> **SUPPLIED MATERIAL**
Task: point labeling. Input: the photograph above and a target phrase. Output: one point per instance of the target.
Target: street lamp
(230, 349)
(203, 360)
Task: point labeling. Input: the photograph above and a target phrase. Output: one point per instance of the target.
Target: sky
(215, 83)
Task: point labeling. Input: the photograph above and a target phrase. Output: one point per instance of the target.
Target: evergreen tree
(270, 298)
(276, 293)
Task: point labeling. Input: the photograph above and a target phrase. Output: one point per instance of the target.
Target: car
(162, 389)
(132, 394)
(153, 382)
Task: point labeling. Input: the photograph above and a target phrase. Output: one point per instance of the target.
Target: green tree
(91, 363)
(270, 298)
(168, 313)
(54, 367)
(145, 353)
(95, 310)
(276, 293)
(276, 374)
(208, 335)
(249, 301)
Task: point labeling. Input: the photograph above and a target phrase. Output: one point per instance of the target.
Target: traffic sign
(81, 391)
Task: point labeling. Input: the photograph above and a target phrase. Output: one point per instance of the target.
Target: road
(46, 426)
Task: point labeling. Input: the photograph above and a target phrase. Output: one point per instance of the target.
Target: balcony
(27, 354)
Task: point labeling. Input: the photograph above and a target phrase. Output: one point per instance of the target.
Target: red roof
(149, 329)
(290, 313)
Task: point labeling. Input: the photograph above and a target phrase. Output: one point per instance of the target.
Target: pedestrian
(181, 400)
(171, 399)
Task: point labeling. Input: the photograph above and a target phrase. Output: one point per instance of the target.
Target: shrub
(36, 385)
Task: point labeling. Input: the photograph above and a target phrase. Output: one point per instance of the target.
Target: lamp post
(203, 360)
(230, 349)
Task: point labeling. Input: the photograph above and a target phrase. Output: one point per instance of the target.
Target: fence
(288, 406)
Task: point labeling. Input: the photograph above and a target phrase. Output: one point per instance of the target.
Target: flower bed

> **TASK ITEM**
Find the line that contains "Target: traffic sign". Write out that line and every line after it through the end of the data, exactly, and nothing else.

> **EXERCISE RESPONSE**
Target: traffic sign
(81, 391)
Task: point labeling. Input: the photograph above and a target phrase. Output: one point per instance of the target.
Target: road
(46, 426)
Task: point labeling. Input: the photograph above and a target phrase. Output: one point per instance of the target.
Target: balcony
(27, 354)
Task: point labeling. Input: the photograph above and a target phrase. Output: one point per instance of the target.
Target: red roof
(149, 329)
(290, 313)
Task: point labeling. Input: the photograph above and a target phrase. Output: one point per instance of the target.
Target: pedestrian
(181, 400)
(171, 399)
Task: point labeling. Input: the photograph above and a target phrase. Output: one point per instance of the target.
Target: shrub
(36, 385)
Task: point labeling. Input: the photograph above and a target phrase. Output: one point per instance of the target.
Target: lamp post
(203, 360)
(230, 349)
Task: point labeling. Input: the photograph above and a target phrase. Output: one point per instance of the target.
Target: fence
(288, 406)
Task: point labeling. Input: the photograph above and a target phrase. Output: one point per instance of the target.
Target: flower bed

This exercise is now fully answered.